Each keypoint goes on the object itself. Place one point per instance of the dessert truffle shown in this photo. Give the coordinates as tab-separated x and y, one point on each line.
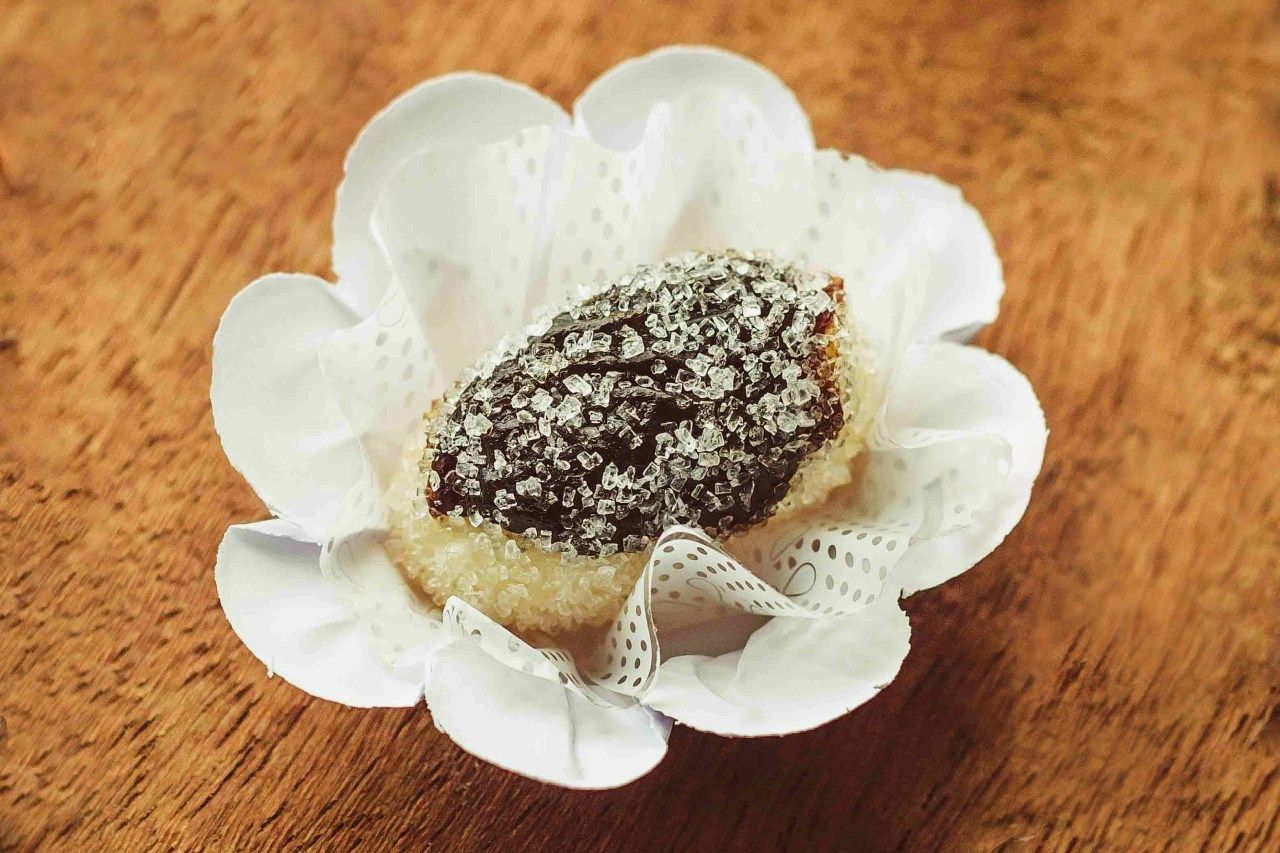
711	389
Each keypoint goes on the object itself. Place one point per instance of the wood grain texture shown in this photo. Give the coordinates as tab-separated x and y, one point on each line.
1110	678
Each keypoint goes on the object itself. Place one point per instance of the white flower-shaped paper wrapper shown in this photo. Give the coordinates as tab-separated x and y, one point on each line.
469	203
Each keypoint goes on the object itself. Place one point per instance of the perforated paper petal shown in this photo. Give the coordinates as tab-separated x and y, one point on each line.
456	109
300	624
383	374
273	409
615	108
791	675
535	726
967	389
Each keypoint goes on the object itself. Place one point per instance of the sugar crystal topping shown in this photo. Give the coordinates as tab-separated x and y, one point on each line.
686	392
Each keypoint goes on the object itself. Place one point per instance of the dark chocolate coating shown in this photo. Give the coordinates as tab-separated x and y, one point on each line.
686	393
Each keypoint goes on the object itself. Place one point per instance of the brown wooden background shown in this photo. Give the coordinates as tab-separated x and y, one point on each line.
1109	678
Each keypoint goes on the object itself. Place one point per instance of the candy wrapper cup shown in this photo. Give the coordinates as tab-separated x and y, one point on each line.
469	204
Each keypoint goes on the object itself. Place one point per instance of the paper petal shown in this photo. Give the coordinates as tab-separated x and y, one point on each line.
951	387
456	109
965	279
465	232
615	108
300	625
536	728
279	425
792	674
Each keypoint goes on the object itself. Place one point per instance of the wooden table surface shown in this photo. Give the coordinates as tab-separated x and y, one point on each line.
1109	678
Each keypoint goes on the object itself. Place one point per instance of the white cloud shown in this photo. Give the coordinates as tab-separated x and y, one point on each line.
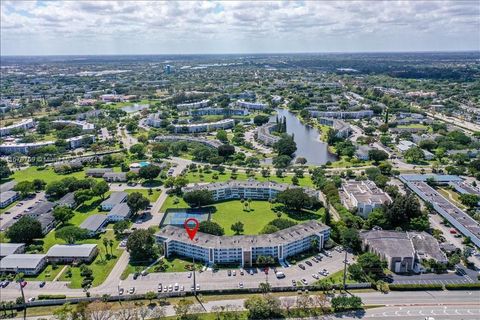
162	27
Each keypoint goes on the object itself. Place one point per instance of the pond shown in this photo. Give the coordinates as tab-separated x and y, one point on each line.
309	145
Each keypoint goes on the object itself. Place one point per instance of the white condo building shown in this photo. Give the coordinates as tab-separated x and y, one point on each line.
204	127
363	195
243	250
193	105
24	124
246	190
251	105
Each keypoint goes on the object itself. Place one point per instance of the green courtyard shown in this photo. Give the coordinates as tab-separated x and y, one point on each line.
254	215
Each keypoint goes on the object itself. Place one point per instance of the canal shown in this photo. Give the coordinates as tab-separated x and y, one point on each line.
309	145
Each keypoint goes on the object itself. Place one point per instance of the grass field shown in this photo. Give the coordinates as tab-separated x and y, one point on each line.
47	174
258	215
254	219
152	197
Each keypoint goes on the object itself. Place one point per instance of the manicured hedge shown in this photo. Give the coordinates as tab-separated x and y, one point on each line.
463	286
51	296
413	287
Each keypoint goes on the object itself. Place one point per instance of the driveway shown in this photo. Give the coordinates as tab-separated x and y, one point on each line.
19	209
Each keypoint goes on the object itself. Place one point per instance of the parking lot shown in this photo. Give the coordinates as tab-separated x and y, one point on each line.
10	216
218	280
468	276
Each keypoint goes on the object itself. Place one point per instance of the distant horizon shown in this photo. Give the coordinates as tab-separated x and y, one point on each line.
241	54
123	27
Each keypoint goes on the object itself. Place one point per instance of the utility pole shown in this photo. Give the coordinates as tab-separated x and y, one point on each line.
345	270
194	279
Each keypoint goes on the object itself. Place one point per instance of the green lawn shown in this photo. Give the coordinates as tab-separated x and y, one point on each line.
48	274
255	218
260	214
101	267
47	174
152	197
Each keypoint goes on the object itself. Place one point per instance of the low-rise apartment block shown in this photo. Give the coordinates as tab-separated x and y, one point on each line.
23	125
264	134
246	190
204	127
363	195
403	251
243	250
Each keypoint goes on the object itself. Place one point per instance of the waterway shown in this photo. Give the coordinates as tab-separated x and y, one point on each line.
309	145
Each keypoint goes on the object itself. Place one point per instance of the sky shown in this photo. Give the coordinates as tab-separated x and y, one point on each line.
190	27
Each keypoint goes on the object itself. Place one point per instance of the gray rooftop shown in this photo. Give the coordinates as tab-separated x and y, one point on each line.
7	195
115	198
41	208
249	184
7	186
67	200
94	222
390	243
23	261
99	170
120	209
297	232
74	250
404	244
115	174
9	248
424	177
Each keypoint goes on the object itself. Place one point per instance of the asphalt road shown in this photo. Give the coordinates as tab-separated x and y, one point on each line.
207	280
8	219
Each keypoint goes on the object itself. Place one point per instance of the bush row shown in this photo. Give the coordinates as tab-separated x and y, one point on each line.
51	296
413	287
462	286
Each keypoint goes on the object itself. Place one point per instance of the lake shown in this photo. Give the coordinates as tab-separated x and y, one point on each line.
309	145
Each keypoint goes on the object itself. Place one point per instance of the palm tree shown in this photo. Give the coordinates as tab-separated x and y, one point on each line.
105	243
110	244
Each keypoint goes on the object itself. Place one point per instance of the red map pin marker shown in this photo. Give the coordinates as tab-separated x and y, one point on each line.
191	230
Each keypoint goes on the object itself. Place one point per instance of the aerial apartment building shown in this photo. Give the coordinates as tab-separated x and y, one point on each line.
251	189
24	124
243	250
24	148
342	114
85	126
204	127
251	105
264	134
193	105
363	195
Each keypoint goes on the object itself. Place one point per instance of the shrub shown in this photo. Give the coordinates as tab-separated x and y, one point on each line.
414	287
463	286
51	296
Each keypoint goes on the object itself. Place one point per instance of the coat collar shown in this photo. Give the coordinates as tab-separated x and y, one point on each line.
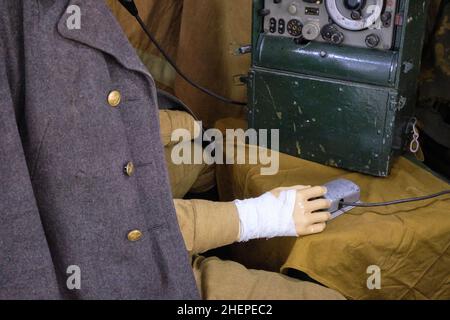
100	30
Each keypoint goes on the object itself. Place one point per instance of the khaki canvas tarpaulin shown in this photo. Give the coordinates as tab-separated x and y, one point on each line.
203	34
409	243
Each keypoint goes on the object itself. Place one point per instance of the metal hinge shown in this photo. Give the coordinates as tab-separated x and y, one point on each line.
397	105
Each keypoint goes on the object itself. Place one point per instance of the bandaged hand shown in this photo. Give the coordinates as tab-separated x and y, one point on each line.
283	212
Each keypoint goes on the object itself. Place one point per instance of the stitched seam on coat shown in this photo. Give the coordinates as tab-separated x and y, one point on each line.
35	162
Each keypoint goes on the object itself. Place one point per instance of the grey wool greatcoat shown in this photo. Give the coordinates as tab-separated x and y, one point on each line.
65	198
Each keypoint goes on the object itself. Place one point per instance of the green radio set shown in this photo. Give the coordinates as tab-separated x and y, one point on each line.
338	78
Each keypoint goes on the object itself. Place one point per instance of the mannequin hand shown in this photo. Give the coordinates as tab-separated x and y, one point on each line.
283	212
307	220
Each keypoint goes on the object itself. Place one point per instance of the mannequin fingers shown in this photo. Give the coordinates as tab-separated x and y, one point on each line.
276	192
319	217
317	228
319	204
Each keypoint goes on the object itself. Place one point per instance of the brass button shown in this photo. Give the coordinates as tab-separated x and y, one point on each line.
129	169
114	98
134	235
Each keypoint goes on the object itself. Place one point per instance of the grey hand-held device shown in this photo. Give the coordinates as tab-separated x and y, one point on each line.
339	191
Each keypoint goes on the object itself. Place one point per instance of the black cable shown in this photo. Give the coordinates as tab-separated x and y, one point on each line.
174	65
395	202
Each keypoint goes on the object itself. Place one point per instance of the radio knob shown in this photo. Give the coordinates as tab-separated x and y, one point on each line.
293	9
311	31
354	4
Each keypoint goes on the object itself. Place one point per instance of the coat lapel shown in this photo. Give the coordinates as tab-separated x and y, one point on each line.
100	30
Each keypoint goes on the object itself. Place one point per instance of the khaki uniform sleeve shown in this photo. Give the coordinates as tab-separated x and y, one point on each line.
207	225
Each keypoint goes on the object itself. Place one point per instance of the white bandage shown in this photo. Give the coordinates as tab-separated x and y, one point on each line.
267	216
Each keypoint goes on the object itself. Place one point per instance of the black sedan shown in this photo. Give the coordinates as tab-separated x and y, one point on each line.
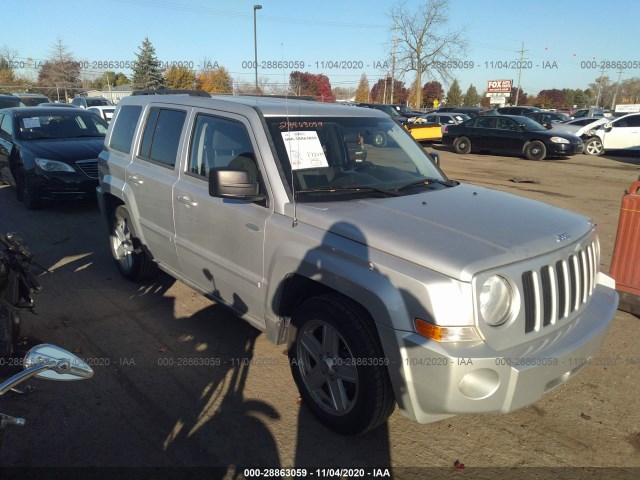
50	153
510	134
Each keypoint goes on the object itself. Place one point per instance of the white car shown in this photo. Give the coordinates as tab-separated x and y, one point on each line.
444	119
620	134
580	126
104	111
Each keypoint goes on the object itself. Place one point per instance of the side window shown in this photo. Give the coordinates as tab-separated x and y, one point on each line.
124	128
630	121
486	123
162	136
6	127
505	124
219	142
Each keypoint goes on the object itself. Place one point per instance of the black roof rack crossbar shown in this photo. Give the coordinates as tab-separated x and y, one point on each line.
168	91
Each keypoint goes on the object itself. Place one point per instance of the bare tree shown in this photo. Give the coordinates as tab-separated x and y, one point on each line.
422	45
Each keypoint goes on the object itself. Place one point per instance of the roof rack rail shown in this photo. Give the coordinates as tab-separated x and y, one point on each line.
168	91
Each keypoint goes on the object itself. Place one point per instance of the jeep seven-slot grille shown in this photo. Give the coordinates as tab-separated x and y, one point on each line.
88	167
555	291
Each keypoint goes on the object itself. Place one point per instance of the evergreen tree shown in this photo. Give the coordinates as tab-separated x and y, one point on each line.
471	98
147	74
362	92
454	95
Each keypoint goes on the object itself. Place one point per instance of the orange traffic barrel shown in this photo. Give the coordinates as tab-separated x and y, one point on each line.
625	263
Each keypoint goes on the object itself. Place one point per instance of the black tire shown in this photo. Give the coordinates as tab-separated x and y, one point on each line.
535	150
380	139
593	146
8	336
131	259
26	194
354	369
462	145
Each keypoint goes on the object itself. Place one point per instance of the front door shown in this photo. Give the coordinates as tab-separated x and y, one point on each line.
220	241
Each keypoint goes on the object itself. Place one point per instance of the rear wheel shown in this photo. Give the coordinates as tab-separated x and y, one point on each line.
535	151
593	146
462	145
131	259
337	362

※

Your objective: Would you please repeat, exactly as written, the lines from the one containing "of the front" through the end of the listing above, including both, and only those?

Result of the exercise:
Each keypoint goes on the object itself. Place one point per instance of the front door shown in this photo. Give the coordinates as tab-separated x and y, one point on each line.
220	241
Each keypoint goes on the object itself. Place one point per instance of the rear wheel shown in this photo. Give the coordinates as tab-separated x and y, one point on each line.
535	151
593	146
462	145
131	259
337	362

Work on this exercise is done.